──────── Given information
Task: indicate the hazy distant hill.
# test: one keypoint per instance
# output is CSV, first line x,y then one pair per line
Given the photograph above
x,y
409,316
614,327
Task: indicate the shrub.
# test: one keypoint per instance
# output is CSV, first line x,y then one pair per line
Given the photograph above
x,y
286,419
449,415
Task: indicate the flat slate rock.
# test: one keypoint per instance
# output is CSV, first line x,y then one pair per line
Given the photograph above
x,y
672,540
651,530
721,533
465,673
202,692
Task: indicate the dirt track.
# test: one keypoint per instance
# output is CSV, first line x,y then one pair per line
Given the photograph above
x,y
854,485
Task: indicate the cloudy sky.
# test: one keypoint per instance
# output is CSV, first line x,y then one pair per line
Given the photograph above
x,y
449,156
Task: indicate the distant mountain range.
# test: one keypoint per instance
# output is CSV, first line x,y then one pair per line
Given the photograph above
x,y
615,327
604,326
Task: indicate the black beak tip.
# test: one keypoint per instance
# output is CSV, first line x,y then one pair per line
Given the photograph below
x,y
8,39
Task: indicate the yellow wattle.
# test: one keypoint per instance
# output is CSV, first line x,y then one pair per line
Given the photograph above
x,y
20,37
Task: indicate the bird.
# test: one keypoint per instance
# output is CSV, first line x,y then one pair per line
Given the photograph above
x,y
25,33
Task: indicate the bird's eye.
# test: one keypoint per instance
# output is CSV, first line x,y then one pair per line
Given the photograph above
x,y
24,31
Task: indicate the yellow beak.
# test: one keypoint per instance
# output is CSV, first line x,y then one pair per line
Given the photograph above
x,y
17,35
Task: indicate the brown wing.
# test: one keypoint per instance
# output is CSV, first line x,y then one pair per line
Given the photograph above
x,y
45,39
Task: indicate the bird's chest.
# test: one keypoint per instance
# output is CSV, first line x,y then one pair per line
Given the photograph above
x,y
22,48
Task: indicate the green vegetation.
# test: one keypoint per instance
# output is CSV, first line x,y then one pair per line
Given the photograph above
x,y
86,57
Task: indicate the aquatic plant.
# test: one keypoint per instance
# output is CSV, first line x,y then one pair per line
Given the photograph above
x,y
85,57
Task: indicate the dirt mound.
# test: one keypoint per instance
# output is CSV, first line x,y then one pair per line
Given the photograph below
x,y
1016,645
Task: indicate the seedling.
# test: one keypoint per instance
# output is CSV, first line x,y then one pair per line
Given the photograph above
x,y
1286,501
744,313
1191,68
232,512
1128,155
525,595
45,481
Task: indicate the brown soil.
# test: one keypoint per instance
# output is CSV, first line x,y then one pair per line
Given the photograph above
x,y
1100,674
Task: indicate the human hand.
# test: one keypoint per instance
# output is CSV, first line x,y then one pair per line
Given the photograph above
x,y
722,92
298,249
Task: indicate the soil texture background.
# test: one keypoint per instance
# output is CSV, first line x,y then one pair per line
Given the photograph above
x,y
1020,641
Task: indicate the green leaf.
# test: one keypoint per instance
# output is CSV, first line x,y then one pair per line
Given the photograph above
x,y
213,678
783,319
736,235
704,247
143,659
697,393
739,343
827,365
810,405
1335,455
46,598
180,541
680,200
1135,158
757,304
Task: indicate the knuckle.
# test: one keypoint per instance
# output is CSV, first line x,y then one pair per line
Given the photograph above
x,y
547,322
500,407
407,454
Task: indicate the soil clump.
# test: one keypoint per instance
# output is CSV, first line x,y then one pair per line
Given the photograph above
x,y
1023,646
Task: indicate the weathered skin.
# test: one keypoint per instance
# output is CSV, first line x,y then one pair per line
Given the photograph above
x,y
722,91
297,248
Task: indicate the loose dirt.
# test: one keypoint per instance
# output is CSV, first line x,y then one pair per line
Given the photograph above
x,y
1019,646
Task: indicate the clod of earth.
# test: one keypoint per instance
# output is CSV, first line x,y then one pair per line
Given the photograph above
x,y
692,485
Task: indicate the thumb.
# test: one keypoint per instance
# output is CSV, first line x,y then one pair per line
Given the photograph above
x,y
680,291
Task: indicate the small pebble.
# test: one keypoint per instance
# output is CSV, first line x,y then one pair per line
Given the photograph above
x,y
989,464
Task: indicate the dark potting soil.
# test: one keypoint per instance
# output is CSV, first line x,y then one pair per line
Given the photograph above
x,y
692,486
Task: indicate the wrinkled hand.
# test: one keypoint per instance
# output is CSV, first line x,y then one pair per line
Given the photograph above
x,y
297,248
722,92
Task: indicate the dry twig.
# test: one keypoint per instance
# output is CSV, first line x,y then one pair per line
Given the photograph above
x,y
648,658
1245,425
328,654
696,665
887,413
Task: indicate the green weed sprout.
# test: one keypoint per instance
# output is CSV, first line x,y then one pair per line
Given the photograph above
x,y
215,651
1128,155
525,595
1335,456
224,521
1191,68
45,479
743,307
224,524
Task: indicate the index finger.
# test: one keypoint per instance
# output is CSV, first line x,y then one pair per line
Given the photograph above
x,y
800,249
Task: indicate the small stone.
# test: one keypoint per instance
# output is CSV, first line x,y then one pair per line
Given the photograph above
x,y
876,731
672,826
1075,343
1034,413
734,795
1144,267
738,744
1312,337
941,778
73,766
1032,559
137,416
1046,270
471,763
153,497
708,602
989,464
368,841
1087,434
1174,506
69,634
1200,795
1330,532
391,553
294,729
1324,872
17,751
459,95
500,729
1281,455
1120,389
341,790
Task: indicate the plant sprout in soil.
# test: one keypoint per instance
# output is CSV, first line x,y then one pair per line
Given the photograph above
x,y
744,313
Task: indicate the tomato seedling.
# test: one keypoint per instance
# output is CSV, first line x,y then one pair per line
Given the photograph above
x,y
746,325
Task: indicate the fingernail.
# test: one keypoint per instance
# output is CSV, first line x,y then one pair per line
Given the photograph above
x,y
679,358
────────────────
Make an exact copy of every entry.

Task: indicate the hazy distant hill.
# test: one keypoint per instance
# output is CSV, first line x,y then one pair per line
Given the photograph above
x,y
409,316
614,327
Task: indicate the shrub.
# test: one keypoint per instance
# output is CSV, first line x,y then one pair per line
Given the photograph above
x,y
286,419
449,415
Task: indicate the flat slate rock.
# test: one keypoint per instance
# output is CSV, first line x,y then one pair per line
Given the photograph above
x,y
672,540
651,530
721,533
465,673
202,692
Task: indicate the dirt track.
# test: one keypoint per instance
# output is CSV, first line x,y then one pair per line
Given the photograph above
x,y
854,485
Task: indicate the cloudy sky.
# test: one keypoint per instance
# output is CSV, first line x,y then one pair per line
Given the photograph above
x,y
449,156
Task: indicate the distant mountain range.
# test: one keypoint per instance
# output is CSV, first line x,y then one pair per line
Given the photograph above
x,y
615,327
604,326
Task: indicate the black beak tip.
# test: one keypoint per instance
# output is CSV, first line x,y then one pair per line
Given the photograph below
x,y
8,39
Task: indicate the yellow wattle.
# test: one keypoint per instance
# output is CSV, first line x,y then one pair per line
Given the photograph above
x,y
20,37
Task: indicate the bird.
# test: one keypoint per instance
# output is CSV, first line x,y then one pair per line
Given the photograph above
x,y
25,33
Task: indicate the bird's eye.
# test: one keypoint per instance
# output is CSV, first line x,y then one pair per line
Given the photograph above
x,y
24,31
Task: indicate the yellow beak.
# test: one keypoint per instance
# output is CSV, first line x,y then one pair per line
Given the photograph above
x,y
17,35
Task: indicate the brown wing.
# test: one keypoint per instance
# output is CSV, first line x,y then one pair per line
Given the photograph above
x,y
45,39
Task: indicate the bird's chest.
# test: one keypoint per instance
# output is CSV, first line x,y then one pair per line
Given the photograph above
x,y
22,48
Task: indicate the green vegetation.
# test: one keypoint per instance
# output is CSV, first line x,y then one pair per line
Given the photograph above
x,y
86,57
Task: indicate the aquatic plant.
# test: one keypoint per instance
# output is CSV, first line x,y then one pair per line
Given the photograph above
x,y
85,57
Task: indicate the dirt mound.
# test: one keypoint per instance
# output is CSV, first line x,y then one pair per line
Given the photograph below
x,y
1016,645
Task: indicate the seedling.
# test: one keypoint per instance
# output is CSV, first line x,y then one pair per line
Given the photograph above
x,y
1286,501
744,313
1191,68
232,512
1128,155
525,595
45,481
Task: indicate the brown soil.
# test: one keypoint per instance
# output is CSV, first line x,y then one pair per line
Given the photograph above
x,y
1100,674
Task: indicate the human hand.
# test: one keypoint per instance
# output is CSV, first line x,y then one pair per line
Given the photograph above
x,y
722,92
298,249
Task: indicate the soil texture background.
# test: one keypoint per instance
# output is CSV, first line x,y then one pair per line
Given the photograph above
x,y
1020,641
Task: indicate the green leaf.
# test: one keypoint per instance
# output is CSV, first line x,y then one pair per line
Given the photograph above
x,y
213,678
783,319
736,235
704,247
143,659
697,393
739,343
827,365
810,405
1335,455
46,598
180,541
680,200
1135,158
757,304
Task: indicate the knuckle.
# test: one keypoint per instance
# output is CSV, first line x,y then one pair per line
Given the photograph above
x,y
547,322
500,407
407,454
Task: indicate the soil clump.
# test: one keypoint per instance
# output is CSV, first line x,y then one pair per line
Given the photograph above
x,y
1023,646
Task: indicate the weathered skin.
# test: one keypoint per instance
# output is CSV, first line x,y then one pair per line
Given the photograph above
x,y
722,91
297,248
Task: indicate the loose dirt.
# test: one keypoint per instance
# output is CSV, first line x,y then one pair per line
Given the photograph above
x,y
1019,646
Task: indicate the clod of earth.
# test: one keypoint per instance
# output is CSV, first line x,y then one pair per line
Given the photograph above
x,y
692,485
Task: indicate the thumb.
# test: one keypoint per instance
# output is CSV, first line x,y then one pair per line
Given the photograph above
x,y
680,291
Task: indicate the small pebble.
# test: one keypoint per instance
# output is CSV, first line x,y then one pair per line
Given the photograph above
x,y
989,464
Task: indicate the dark potting soil.
# test: one keypoint per instance
# output is CSV, first line x,y then one pair per line
Given the photograph above
x,y
692,486
Task: indicate the wrinkled hand.
# test: one keypoint per instance
# output is CSV, first line x,y then one pair per line
Given the photograph above
x,y
297,248
722,92
Task: indicate the dry twig.
# test: one keypoint per instance
# output is CSV, first line x,y then one pair per line
Given the photograph above
x,y
648,658
1245,425
328,654
696,665
887,413
Task: indicate the green weed sprout.
# test: one keypoint per instance
# output is CSV, first line x,y then one pair per line
Given the photograph above
x,y
215,651
1128,155
525,595
1335,456
224,521
1191,68
45,479
743,307
224,524
Task: indicate the index finger.
# test: one keypoint per instance
# output is CSV, first line x,y then one pair per line
Given the photograph above
x,y
800,249
Task: indicate the small stone.
# test: one keypoint per instance
# output is CSV, first line x,y then one pair per line
Given the photograph above
x,y
876,731
672,826
1075,343
1034,413
734,795
1144,267
738,744
1312,337
941,778
73,766
1032,559
137,416
1046,270
471,763
153,497
708,602
989,464
368,841
1087,434
1174,506
69,634
1200,795
1330,532
391,553
294,729
1324,872
17,751
459,95
500,729
1281,455
1120,389
341,790
Task: indicate the plant sprout in soil.
# test: one keypoint per instance
# output is CSV, first line x,y then one pair per line
Given the photograph above
x,y
744,313
Task: indicate the tomato seedling.
# test: one keypoint per instance
# output is CSV, first line x,y then one pair per line
Given the photograph above
x,y
746,325
Task: indicate the fingernail.
# test: one keypoint per instance
# output is CSV, first line x,y then one pair per line
Given the photograph above
x,y
679,358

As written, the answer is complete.